> **WHAT IS EXPECTED**:
Look in the data below for the line that contains "Objective — set a marker on each instance of the black". Copy that line and the remaining lines exactly.

(Entries taken from a collection)

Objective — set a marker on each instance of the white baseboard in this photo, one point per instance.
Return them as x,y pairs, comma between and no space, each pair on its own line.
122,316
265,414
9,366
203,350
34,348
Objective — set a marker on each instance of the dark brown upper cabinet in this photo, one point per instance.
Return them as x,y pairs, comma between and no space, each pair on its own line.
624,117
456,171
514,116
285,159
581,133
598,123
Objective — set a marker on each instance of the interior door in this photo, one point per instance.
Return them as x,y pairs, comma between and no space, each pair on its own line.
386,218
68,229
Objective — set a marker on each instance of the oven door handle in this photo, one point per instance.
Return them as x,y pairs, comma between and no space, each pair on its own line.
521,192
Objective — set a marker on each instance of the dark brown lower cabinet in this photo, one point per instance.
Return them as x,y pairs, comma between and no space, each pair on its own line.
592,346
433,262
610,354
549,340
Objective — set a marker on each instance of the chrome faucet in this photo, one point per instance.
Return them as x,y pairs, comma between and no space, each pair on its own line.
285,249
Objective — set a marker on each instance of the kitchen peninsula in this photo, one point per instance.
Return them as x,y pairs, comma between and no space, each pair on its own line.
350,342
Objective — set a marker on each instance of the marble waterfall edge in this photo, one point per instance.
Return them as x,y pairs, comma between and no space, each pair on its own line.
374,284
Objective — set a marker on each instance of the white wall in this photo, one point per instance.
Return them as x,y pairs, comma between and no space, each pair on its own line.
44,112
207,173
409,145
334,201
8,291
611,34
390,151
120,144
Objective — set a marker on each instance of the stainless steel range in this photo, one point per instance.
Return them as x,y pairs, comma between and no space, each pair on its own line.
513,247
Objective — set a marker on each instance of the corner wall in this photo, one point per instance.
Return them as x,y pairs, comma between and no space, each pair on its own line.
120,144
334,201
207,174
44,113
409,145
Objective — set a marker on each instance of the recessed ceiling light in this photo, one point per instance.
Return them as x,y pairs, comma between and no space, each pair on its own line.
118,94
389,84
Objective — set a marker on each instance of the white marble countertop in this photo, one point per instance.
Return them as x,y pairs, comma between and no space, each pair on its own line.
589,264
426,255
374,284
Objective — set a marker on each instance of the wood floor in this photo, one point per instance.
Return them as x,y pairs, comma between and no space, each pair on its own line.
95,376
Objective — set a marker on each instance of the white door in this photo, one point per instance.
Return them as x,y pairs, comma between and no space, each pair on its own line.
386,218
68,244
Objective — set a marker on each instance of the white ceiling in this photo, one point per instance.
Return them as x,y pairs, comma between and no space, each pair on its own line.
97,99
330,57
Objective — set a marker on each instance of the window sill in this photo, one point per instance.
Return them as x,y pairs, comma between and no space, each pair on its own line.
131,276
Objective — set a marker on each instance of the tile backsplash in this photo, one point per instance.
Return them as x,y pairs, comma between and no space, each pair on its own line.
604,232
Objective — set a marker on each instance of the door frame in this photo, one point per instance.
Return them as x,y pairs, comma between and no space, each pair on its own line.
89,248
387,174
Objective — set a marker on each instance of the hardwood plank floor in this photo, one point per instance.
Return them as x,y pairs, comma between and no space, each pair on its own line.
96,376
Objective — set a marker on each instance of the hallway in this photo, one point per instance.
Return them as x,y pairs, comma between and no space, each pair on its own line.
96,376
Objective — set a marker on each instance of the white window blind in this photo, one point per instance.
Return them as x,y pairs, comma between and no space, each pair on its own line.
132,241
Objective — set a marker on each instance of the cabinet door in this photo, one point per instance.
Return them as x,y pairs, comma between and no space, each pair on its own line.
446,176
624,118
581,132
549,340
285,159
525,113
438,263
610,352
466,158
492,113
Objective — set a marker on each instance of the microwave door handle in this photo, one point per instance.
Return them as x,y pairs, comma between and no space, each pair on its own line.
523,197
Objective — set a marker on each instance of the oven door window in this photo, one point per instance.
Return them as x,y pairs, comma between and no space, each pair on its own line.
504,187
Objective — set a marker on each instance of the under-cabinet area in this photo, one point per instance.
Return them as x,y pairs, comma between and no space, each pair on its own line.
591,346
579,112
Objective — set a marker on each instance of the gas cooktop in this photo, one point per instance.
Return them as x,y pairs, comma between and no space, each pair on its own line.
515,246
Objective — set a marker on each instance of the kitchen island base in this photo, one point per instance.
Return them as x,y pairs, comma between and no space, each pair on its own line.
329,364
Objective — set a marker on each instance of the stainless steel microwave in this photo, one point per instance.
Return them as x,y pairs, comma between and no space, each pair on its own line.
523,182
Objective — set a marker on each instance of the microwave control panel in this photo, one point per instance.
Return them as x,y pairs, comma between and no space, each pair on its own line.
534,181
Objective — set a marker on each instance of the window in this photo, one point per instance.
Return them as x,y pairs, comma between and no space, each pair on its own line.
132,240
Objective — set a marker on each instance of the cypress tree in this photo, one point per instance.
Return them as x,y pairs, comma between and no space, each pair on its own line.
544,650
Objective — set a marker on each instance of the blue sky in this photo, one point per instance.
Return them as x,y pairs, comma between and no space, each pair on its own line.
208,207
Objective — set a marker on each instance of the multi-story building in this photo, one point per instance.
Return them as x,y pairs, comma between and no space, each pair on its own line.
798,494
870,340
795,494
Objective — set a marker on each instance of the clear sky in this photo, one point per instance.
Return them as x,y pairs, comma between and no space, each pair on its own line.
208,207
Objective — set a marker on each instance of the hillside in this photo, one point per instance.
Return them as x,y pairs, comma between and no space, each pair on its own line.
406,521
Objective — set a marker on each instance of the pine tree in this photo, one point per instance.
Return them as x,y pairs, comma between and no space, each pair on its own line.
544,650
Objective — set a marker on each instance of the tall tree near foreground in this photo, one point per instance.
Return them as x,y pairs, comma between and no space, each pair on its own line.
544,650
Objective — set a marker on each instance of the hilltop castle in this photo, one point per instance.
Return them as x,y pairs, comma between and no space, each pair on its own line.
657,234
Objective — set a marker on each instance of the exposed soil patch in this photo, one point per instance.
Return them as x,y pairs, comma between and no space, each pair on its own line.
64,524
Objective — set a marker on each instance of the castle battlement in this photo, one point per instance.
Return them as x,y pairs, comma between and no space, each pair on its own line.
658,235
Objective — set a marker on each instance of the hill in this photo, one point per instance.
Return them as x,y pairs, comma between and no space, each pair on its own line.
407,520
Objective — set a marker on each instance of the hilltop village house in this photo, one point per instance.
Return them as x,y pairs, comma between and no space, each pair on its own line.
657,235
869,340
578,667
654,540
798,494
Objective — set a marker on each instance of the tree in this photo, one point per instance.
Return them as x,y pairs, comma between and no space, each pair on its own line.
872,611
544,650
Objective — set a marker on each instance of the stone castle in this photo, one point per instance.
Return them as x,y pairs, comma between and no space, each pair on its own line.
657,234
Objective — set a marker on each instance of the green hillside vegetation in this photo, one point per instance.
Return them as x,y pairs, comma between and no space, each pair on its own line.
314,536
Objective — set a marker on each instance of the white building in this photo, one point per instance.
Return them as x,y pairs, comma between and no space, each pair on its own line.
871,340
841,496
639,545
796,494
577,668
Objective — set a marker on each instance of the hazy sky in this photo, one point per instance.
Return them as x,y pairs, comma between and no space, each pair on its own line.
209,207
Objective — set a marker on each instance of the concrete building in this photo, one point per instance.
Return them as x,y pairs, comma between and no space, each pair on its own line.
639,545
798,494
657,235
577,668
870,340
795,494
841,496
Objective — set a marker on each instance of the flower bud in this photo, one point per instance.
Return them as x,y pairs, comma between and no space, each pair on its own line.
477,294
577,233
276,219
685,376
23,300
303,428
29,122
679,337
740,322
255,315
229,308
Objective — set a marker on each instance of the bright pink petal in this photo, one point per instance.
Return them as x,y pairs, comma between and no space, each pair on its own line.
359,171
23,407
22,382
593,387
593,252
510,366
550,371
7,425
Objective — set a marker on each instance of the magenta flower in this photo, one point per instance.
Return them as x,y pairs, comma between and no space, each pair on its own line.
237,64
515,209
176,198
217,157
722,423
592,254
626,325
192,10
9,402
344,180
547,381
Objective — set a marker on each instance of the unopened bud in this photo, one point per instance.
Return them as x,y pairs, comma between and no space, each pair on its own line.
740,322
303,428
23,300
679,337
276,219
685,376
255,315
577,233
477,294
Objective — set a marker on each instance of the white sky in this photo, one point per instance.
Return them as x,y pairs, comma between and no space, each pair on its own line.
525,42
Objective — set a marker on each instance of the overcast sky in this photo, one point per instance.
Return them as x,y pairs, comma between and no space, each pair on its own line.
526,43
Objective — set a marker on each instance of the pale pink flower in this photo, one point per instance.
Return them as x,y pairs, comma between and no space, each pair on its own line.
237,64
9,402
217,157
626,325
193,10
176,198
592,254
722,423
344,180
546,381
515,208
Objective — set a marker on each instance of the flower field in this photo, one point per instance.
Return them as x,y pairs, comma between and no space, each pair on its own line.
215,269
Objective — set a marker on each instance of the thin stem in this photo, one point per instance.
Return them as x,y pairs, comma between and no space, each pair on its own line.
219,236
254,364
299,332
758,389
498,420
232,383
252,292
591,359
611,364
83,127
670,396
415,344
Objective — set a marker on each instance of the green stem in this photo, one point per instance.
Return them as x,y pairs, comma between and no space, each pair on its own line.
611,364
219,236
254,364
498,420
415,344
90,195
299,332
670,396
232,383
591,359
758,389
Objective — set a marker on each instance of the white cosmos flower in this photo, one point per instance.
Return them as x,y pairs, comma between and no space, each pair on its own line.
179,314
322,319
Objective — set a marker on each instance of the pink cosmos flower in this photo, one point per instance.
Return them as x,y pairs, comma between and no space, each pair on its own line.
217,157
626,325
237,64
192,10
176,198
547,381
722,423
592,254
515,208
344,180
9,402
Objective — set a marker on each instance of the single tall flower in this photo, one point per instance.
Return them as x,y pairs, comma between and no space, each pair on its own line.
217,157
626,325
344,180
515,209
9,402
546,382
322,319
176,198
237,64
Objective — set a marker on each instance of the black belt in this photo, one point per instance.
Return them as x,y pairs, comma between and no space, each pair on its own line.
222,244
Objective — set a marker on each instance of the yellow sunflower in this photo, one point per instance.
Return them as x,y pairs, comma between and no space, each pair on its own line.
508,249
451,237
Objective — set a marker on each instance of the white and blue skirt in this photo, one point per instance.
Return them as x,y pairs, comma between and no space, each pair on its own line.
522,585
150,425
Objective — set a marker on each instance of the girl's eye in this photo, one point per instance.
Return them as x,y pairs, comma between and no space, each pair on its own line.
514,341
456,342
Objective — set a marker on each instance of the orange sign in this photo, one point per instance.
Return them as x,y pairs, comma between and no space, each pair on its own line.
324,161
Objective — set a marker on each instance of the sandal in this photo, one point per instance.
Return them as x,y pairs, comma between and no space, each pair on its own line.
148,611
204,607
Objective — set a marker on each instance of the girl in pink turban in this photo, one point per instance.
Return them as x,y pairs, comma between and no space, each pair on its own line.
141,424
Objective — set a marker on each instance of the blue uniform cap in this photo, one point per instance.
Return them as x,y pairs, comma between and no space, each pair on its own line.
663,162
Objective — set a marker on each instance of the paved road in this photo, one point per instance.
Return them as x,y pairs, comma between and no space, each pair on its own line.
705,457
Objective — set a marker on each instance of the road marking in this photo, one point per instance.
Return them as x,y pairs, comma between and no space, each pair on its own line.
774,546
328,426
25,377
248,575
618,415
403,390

> **CORRECT OUTPUT**:
Objective — set a marker on each instance of the black belt in this photo, one point per instance.
Return them as x,y pairs, comma between and no space, each pair on its own line.
222,244
Objective — set a marker on each instance of the yellow sunflower in this photo, one point per instance.
Return them as x,y pairs, comma between and no space, each pair on its own line.
508,249
451,237
Objective — set a marker on each instance of the white and blue skirt in this photo, one point per instance.
Return them as x,y pairs, comma between and no space, each pair on its own line.
522,585
150,425
Objective — set a marker on each instance of the girl's eye in this photo, one point per instance.
Return them as x,y pairs, comma between and no space, each pair on its own line.
514,341
456,342
Objective — set a marker on each instance of the orange sign in this photo, one point per instance.
Return them as x,y pairs, comma between and no space, each pair on its own line.
324,161
Objective — set a marker on each instance of the sandal in this photo, one point per instance.
Return them as x,y pairs, comma between and no space, each pair on its own line.
148,611
204,607
Objective — set a marker on each instance of the girl in pink turban in this photo, one point per instance.
Return them as x,y pairs, comma between and no space, each pair on its own line.
141,424
Objective — set a marker on each instance of the blue uniform cap in this photo, one point per instance.
Return them as x,y pairs, comma between and no space, each pair on its own line.
663,162
Objective — set a marker on each instance of the paved road in this photo, one point per instance.
Return them as x,y pairs, comma between and no space, each pair on its own line.
705,457
Objective — set a marker on each instance of the road marking in this photo, one point per instance.
Return them as x,y pairs, comma between and no space, each pair on its own line.
774,546
328,426
25,377
248,575
618,415
403,390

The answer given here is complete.